How many lines in the listing below contain the word "stem"? Reply with the number alone.

##### Records shown #####

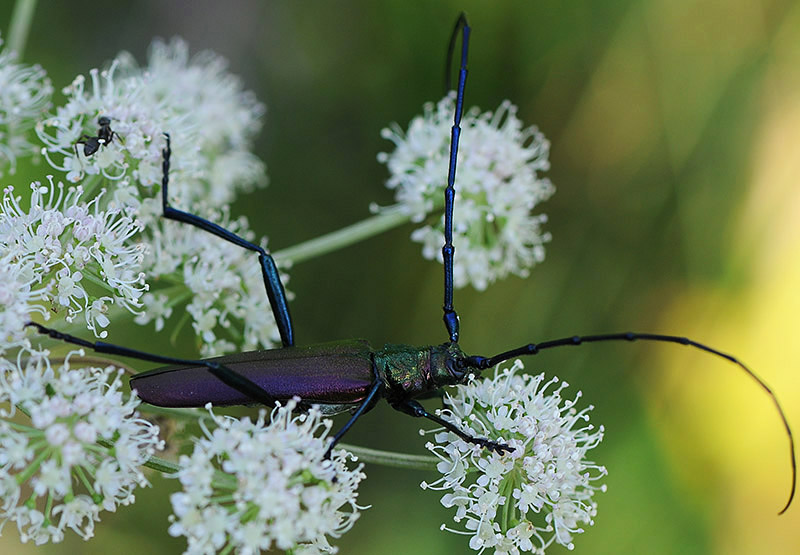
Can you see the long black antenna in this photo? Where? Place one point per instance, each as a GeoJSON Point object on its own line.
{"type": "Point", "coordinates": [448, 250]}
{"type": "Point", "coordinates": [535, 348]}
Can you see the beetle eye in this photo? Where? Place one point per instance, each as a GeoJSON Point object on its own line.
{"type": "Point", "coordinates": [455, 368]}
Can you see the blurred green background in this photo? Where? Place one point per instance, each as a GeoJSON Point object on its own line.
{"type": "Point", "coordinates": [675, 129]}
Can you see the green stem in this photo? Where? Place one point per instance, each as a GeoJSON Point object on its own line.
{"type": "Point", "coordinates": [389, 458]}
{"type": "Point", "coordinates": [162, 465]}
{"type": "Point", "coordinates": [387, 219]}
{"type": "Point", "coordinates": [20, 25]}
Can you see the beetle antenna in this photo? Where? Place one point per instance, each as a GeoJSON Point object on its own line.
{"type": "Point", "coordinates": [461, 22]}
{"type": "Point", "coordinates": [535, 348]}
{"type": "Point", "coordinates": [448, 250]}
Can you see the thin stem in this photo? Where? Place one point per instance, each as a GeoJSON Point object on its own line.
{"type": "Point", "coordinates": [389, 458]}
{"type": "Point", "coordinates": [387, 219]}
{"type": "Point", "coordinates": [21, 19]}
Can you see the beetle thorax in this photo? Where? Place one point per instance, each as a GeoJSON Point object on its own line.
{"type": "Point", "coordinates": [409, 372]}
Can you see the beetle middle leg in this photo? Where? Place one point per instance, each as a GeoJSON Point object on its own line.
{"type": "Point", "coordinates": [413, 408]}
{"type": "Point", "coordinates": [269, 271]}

#####
##### Records shown #####

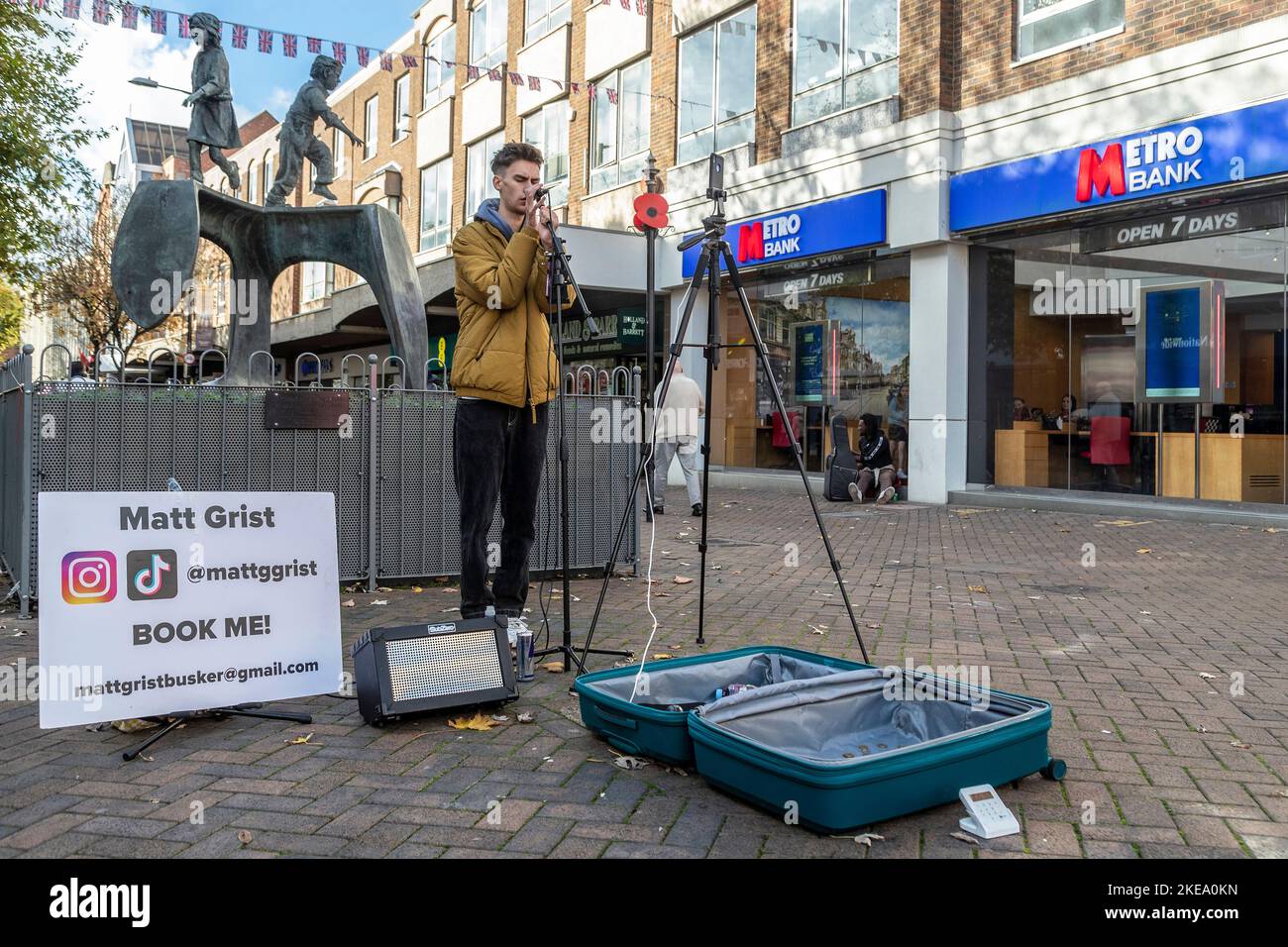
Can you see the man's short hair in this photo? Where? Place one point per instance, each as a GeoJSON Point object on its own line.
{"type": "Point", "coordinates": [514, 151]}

#####

# Exercise solution:
2